◆ Dataset extract
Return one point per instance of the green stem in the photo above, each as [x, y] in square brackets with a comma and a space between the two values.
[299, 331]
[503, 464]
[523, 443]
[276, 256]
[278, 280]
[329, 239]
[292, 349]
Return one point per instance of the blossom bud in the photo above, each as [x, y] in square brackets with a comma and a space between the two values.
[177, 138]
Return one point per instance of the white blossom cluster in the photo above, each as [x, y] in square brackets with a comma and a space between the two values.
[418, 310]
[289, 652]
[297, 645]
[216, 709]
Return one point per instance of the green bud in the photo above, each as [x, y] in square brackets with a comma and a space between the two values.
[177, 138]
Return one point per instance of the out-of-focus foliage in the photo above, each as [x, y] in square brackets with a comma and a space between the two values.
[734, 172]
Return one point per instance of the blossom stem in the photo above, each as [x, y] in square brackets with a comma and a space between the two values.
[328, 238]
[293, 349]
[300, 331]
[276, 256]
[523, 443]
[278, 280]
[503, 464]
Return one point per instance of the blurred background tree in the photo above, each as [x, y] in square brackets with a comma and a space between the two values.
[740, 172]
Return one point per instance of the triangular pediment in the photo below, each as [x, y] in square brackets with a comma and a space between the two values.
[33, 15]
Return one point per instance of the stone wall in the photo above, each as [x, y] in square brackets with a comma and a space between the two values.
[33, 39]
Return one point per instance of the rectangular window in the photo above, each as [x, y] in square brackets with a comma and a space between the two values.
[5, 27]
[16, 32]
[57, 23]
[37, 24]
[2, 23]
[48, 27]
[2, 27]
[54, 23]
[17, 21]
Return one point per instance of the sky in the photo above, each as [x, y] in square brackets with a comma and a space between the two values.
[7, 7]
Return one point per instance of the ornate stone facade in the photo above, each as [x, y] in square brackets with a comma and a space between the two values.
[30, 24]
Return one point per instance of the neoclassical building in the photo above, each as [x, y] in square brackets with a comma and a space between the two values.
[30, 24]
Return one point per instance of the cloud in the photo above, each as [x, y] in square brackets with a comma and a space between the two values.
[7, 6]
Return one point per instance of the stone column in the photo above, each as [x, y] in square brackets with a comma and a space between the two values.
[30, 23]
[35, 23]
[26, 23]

◆ Problem details
A word-for-word copy of the listing is the expected answer.

◆ Solved problem
Return one point per instance of the green stem in the photo above, each as [x, y] in square brackets with a comma and a space between the two values.
[299, 331]
[503, 464]
[523, 443]
[276, 256]
[278, 280]
[329, 239]
[292, 349]
Return one point per instance of the blossom bud in the photo above, each as [x, y] in square brackets with a comma and a space between the two values.
[177, 138]
Return one point per instance of the white blossom cluster in the photo above, each as [x, y] in square brackets with a comma and a space between the two values.
[418, 310]
[289, 652]
[297, 645]
[216, 709]
Return one point per instance of the green bud in the photo above, each as [x, y] in square brackets with a comma and a space between the two values.
[177, 138]
Return one point per instance of the out-of-focus foliage in the photo above, each as [x, y] in square brackets with a comma and a space between the two values.
[734, 172]
Return one point per instance of the blossom stem in the photo above, each as [x, y] in square brackets with a comma and a space between the two values.
[328, 238]
[293, 349]
[300, 331]
[276, 256]
[523, 443]
[278, 280]
[503, 464]
Return one point per instance of the blurred background tree in the photo above, each as [x, y] in square brackets with a comma and a space between the two values.
[740, 172]
Return one point per instance of the triangular pediment in the photo below, each as [x, y] in square brackets with a comma and a space between the two values.
[33, 15]
Return one point per instance of the stone wall in the photo above, each as [x, y] in square brackets with a comma and a space between the two values.
[33, 39]
Return one point per instance of the rectangular window in the photo above, each as [x, y] in square brackets with a comma and a space between the two values.
[5, 27]
[16, 32]
[57, 23]
[37, 24]
[2, 23]
[48, 27]
[2, 27]
[54, 23]
[17, 21]
Return one point per instance of the sky in the photo above, each as [x, y] in square brackets with a comma and a space between the two values.
[7, 7]
Return one point per instance of the ornate stone facade in the photo above, each as [x, y] in square brackets with a comma and a space between the two values.
[30, 24]
Return one point per instance of the neoclassical building in the photo above, each as [x, y] in square brackets with a comma and a space between the two values.
[30, 24]
Return one point per instance of the cloud in the photo above, each as [x, y] in square brackets with a comma and a space between the two values.
[7, 6]
Return one point per instance of the stone column in the photo above, each as [x, y] in square brackets with a comma and a space between the two values.
[30, 23]
[35, 23]
[26, 23]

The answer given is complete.